YOUR TASK: Please return each entry in the listing exactly.

_ _ _ _ _

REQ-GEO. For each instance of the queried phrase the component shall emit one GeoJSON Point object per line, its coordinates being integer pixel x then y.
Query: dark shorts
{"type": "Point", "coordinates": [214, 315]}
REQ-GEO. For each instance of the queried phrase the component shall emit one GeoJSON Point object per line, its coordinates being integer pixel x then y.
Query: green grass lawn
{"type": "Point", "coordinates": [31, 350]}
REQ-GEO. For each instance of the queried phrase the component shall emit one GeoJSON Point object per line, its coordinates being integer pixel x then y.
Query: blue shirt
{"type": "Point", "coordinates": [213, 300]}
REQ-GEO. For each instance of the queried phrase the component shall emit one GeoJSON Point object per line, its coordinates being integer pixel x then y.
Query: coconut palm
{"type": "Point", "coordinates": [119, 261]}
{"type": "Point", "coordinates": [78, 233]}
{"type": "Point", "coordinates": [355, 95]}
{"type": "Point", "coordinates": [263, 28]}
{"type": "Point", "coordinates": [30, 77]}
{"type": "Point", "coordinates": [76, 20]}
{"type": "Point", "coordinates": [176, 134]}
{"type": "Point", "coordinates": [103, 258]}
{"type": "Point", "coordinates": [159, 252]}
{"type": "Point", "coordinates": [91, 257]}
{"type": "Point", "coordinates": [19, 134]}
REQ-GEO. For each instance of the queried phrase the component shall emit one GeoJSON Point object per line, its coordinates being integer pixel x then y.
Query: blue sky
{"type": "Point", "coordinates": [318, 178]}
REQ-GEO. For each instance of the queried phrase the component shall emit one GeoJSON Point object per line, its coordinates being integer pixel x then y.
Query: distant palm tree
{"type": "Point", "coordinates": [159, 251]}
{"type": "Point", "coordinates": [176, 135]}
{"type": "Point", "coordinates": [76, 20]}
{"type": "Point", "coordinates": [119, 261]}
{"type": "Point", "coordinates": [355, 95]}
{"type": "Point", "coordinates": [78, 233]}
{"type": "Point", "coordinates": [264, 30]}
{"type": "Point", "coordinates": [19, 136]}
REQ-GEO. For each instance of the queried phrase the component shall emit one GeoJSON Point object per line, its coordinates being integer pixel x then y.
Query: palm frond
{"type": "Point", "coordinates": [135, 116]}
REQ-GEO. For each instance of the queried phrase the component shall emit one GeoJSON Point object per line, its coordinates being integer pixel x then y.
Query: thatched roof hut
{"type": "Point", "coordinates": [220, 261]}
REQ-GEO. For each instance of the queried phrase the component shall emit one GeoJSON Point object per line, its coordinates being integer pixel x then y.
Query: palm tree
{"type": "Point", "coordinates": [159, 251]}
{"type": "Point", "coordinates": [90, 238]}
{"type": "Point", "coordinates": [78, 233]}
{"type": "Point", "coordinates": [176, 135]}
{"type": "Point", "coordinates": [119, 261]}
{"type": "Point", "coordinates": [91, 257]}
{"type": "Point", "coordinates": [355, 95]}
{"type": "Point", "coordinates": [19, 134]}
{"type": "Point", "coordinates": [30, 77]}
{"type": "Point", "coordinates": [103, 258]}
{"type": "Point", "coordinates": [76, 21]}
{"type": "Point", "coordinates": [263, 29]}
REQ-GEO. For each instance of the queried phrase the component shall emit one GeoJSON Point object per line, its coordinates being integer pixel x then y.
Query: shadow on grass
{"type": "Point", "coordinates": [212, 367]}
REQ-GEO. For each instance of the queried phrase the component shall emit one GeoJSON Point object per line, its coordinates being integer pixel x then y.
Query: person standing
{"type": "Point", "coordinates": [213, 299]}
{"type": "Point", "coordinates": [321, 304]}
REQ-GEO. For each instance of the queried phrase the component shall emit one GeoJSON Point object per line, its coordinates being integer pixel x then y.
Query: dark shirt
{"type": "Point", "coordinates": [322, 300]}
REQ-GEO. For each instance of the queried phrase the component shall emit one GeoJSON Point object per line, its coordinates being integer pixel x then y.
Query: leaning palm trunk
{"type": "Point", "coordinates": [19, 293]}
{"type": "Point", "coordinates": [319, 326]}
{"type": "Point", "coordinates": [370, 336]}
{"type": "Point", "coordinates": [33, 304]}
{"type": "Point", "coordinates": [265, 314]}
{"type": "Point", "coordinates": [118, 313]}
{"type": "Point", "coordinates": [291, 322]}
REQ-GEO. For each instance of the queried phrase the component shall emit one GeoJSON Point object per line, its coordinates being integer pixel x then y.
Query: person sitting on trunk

_ _ _ _ _

WORKED SOLUTION:
REQ-GEO. For each instance of the queried phrase the component shall emit one GeoJSON Point object per line, its coordinates being integer pixel x then y.
Query: dark shorts
{"type": "Point", "coordinates": [214, 315]}
REQ-GEO. For each instance of the queried phrase the component shall emit one GeoJSON Point object per line, its coordinates being integer pixel x then y.
Query: green grass lawn
{"type": "Point", "coordinates": [31, 350]}
REQ-GEO. For each instance of the queried phrase the component shall emit one GeoJSON Point object per line, its coordinates being integer pixel x then y.
Query: blue shirt
{"type": "Point", "coordinates": [213, 300]}
REQ-GEO. For each instance of the queried phrase the component shall emit one GeoJSON Point object per line, its coordinates being integer pixel x then y.
Query: coconut palm
{"type": "Point", "coordinates": [119, 261]}
{"type": "Point", "coordinates": [78, 233]}
{"type": "Point", "coordinates": [355, 95]}
{"type": "Point", "coordinates": [263, 28]}
{"type": "Point", "coordinates": [30, 77]}
{"type": "Point", "coordinates": [76, 20]}
{"type": "Point", "coordinates": [176, 134]}
{"type": "Point", "coordinates": [103, 258]}
{"type": "Point", "coordinates": [159, 252]}
{"type": "Point", "coordinates": [91, 257]}
{"type": "Point", "coordinates": [19, 134]}
REQ-GEO. For each instance of the queried phrase the component shall emit one GeoJSON Point object per line, its coordinates being integer pixel x then y.
Query: blue sky
{"type": "Point", "coordinates": [318, 178]}
REQ-GEO. For each instance of the queried phrase the component shall emit one GeoJSON Point object per line, its coordinates being integer pixel x then y.
Query: distant palm tree
{"type": "Point", "coordinates": [159, 251]}
{"type": "Point", "coordinates": [176, 135]}
{"type": "Point", "coordinates": [76, 20]}
{"type": "Point", "coordinates": [119, 261]}
{"type": "Point", "coordinates": [355, 95]}
{"type": "Point", "coordinates": [78, 233]}
{"type": "Point", "coordinates": [264, 30]}
{"type": "Point", "coordinates": [19, 136]}
REQ-GEO. For each instance of the queried phrase the component shall emit one GeoJSON Point object per line, its coordinates being integer pixel x then y.
Query: palm frond
{"type": "Point", "coordinates": [135, 116]}
REQ-GEO. For each instance of the queried phrase the component shall emit one GeoJSON Point object per line, its coordinates being integer pixel x then y.
Query: thatched roof hut
{"type": "Point", "coordinates": [220, 261]}
REQ-GEO. For each instance of the queried phrase the component shall emit one GeoJSON Point object per line, its coordinates being integer pixel x then y.
Query: palm tree
{"type": "Point", "coordinates": [159, 251]}
{"type": "Point", "coordinates": [90, 238]}
{"type": "Point", "coordinates": [78, 233]}
{"type": "Point", "coordinates": [176, 135]}
{"type": "Point", "coordinates": [119, 261]}
{"type": "Point", "coordinates": [91, 257]}
{"type": "Point", "coordinates": [355, 95]}
{"type": "Point", "coordinates": [19, 134]}
{"type": "Point", "coordinates": [30, 77]}
{"type": "Point", "coordinates": [103, 258]}
{"type": "Point", "coordinates": [76, 21]}
{"type": "Point", "coordinates": [263, 29]}
REQ-GEO. For each instance of the queried phrase the component shall emit one GeoJSON Point object per line, its coordinates being integer pixel x then y.
Query: shadow on grass
{"type": "Point", "coordinates": [212, 367]}
REQ-GEO. For each instance of the queried phrase the component shall emit one GeoJSON Point object per line, its coordinates being integer pixel x then y.
Query: person standing
{"type": "Point", "coordinates": [213, 299]}
{"type": "Point", "coordinates": [321, 304]}
REQ-GEO. For each instance of the queried phrase the component shall emit one GeoJSON Point object per line, its coordinates being integer pixel x then y.
Query: dark shirt
{"type": "Point", "coordinates": [322, 300]}
REQ-GEO. For each instance of the queried phrase the component shall emit one GeoJSON Point object per line, its coordinates being integer pixel x then y.
Query: leaning palm trunk
{"type": "Point", "coordinates": [19, 293]}
{"type": "Point", "coordinates": [319, 326]}
{"type": "Point", "coordinates": [370, 336]}
{"type": "Point", "coordinates": [33, 304]}
{"type": "Point", "coordinates": [265, 314]}
{"type": "Point", "coordinates": [118, 313]}
{"type": "Point", "coordinates": [291, 322]}
REQ-GEO. For each instance of the queried phrase the component shall emit one GeoJSON Point object per line, its coordinates being integer pixel x then y.
Query: person sitting on trunk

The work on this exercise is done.